PROVIDED PASSAGE:
Cole Stangler is a Paris-based writer.

The coronavirus crisis has upended France’s political establishment. As a public health emergency evolves into what looks set to be a grueling recession, President Emmanuel Macron has seen his recent bump in approval slip, and his party’s high brass is openly preparing a change of tack. Pro-business reform appears off the table — at least for now — and a more socially conscious agenda has taken its place.

It may not last long, but the shift is real: The government has launched talks with labor unions over how to improve the health sector, it’s expected to unveil new environmental measures, and it may even scrap unpopular pension reforms that sparked one of the longest strike movements in French history. But one absence from the national conversation is especially glaring: the lack of support for undocumented immigrants.

France today is home to some 300,000 to 400,000 undocumented residents — known as sans papiers, or literally “without papers.” Many of them are from sub-Saharan Africa and the Maghreb, but also from Eastern Europe and South Asia. While the past few months have been exasperating for working-class people across the country, they have been especially hard on those without legal recognition from the state.

DATA TO EXAMINE:
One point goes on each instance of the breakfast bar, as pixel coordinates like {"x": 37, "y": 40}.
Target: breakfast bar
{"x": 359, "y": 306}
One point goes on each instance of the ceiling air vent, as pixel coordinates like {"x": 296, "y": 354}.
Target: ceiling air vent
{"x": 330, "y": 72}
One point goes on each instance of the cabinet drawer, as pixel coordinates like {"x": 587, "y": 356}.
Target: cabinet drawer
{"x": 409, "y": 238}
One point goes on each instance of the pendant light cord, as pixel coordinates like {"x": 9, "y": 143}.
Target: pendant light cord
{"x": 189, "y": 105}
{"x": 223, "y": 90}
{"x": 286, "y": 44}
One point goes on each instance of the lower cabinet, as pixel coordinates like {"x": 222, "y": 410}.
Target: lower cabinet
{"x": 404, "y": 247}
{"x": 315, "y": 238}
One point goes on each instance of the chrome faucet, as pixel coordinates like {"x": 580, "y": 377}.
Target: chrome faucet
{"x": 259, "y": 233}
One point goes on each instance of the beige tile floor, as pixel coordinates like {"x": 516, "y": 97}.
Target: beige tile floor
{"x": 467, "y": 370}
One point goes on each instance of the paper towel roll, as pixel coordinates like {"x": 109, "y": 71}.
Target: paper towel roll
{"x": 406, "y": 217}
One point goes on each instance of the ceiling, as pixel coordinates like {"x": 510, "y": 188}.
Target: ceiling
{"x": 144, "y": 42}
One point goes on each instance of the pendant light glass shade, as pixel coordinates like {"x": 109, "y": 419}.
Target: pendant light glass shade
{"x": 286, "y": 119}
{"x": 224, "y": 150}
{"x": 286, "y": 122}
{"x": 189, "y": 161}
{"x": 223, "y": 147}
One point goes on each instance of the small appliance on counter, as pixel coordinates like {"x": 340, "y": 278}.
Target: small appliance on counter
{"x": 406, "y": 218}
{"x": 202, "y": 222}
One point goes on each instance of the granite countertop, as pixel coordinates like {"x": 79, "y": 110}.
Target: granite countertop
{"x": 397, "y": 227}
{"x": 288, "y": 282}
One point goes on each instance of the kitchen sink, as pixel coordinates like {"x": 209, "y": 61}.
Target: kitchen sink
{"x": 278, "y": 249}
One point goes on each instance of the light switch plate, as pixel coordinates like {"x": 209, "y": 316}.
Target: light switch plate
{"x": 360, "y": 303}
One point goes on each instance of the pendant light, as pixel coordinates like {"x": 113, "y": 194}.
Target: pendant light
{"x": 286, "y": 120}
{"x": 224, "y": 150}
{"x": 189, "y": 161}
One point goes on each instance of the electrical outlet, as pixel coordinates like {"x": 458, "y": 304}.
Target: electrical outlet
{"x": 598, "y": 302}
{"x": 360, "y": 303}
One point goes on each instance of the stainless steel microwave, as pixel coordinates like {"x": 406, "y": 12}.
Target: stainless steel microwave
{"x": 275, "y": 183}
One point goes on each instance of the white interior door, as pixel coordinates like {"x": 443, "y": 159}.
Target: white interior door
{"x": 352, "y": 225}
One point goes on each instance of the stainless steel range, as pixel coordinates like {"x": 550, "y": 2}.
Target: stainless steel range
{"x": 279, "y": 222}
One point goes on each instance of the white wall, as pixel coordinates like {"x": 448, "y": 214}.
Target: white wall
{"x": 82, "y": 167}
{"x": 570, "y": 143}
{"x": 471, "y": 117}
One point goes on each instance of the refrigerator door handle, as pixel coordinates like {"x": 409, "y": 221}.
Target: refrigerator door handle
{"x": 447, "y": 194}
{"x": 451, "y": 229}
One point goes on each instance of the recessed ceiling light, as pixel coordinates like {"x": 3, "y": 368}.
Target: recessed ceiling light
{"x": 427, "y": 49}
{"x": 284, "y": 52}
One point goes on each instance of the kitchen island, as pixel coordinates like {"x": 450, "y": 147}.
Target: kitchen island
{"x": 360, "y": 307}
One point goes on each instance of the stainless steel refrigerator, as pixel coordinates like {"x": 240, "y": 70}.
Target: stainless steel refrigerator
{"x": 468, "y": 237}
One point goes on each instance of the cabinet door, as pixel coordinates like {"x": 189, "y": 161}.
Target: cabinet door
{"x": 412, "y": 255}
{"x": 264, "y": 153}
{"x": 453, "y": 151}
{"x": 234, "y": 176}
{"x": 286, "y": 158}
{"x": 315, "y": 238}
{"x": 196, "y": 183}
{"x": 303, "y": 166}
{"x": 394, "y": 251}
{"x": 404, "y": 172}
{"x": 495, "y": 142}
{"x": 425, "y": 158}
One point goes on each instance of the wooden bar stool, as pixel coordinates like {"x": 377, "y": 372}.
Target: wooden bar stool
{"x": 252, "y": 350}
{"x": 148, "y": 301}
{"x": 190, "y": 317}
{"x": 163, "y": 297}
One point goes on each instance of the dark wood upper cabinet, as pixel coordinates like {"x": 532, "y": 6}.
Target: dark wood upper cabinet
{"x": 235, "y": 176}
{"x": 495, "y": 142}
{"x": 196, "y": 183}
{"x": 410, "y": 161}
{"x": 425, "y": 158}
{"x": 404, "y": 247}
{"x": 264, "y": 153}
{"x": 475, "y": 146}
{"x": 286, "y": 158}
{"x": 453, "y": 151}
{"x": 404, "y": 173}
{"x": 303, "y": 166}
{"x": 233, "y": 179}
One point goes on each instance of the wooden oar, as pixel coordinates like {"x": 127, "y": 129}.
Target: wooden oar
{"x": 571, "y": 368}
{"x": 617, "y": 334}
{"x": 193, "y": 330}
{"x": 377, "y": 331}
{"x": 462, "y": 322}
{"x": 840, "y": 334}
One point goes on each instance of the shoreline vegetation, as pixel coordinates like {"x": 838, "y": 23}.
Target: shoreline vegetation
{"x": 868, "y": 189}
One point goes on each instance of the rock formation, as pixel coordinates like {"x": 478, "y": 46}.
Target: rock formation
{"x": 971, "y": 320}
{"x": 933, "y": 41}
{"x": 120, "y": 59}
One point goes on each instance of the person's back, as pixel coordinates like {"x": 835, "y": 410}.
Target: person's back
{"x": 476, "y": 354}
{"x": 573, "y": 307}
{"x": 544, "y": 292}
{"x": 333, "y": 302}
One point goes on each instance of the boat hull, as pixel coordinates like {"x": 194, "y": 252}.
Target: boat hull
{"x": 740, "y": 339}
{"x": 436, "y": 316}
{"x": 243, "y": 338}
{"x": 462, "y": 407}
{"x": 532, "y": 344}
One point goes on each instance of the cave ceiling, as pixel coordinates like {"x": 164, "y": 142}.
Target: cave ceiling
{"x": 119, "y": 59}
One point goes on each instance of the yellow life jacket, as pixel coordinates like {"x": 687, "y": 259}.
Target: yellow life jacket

TASKS:
a: Reproduce the piece on France's coronavirus politics between "Cole Stangler is" and "taken its place.", inclusive.
b: Name every region that the piece on France's coronavirus politics gives as a place of origin for France's undocumented residents.
Work from the piece on France's coronavirus politics alone and set the data aside.

ANSWER SECTION:
a:
Cole Stangler is a Paris-based writer.

The coronavirus crisis has upended France’s political establishment. As a public health emergency evolves into what looks set to be a grueling recession, President Emmanuel Macron has seen his recent bump in approval slip, and his party’s high brass is openly preparing a change of tack. Pro-business reform appears off the table — at least for now — and a more socially conscious agenda has taken its place.

b: Sub-Saharan Africa, the Maghreb, Eastern Europe, South Asia